--- START OF Entries provided ---

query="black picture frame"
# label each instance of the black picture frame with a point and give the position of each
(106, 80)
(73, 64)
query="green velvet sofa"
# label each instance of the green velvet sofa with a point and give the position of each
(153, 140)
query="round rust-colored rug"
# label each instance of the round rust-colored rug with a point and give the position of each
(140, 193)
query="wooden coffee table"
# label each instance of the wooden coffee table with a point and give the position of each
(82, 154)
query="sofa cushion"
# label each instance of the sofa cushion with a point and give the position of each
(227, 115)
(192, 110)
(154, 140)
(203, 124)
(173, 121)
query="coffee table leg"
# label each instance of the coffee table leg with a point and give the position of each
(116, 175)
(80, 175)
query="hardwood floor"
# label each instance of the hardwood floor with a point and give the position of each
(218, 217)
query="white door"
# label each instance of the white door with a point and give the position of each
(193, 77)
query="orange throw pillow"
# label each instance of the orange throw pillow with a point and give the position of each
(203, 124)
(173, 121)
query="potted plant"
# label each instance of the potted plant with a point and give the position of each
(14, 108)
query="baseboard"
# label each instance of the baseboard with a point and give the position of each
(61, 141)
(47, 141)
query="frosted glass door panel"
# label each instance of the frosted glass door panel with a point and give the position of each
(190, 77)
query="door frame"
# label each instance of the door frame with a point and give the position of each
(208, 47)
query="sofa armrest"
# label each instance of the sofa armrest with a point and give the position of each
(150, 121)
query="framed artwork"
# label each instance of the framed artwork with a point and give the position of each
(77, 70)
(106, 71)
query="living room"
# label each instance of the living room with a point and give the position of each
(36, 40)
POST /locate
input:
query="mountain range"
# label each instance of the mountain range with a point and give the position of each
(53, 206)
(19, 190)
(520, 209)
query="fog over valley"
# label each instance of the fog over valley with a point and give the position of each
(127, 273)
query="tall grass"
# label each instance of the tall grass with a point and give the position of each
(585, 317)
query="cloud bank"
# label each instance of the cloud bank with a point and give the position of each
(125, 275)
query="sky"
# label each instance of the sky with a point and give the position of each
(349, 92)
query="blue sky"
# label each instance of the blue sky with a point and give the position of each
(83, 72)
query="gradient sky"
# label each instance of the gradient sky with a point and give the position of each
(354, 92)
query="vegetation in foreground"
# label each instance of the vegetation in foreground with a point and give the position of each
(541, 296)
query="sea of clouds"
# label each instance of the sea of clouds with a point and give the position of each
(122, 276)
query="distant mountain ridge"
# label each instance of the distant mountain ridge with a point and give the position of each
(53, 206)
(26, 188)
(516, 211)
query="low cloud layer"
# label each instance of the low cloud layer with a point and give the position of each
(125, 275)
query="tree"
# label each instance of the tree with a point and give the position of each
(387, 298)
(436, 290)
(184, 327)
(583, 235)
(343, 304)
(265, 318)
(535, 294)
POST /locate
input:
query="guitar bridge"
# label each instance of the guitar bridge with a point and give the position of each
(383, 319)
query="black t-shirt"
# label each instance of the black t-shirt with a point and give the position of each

--- END OF Entries provided ---

**Short problem**
Gather every line in the material above that contains the word "door". Case counts, so treat uppercase and lowercase letters as different.

**Response for this exercise**
query="white door"
# label each instance of the white door with a point and give the position of each
query="frosted glass door panel"
# label each instance of the frosted glass door panel with a point and give the position of each
query="door frame"
# label each instance of the door frame with a point and give the position of each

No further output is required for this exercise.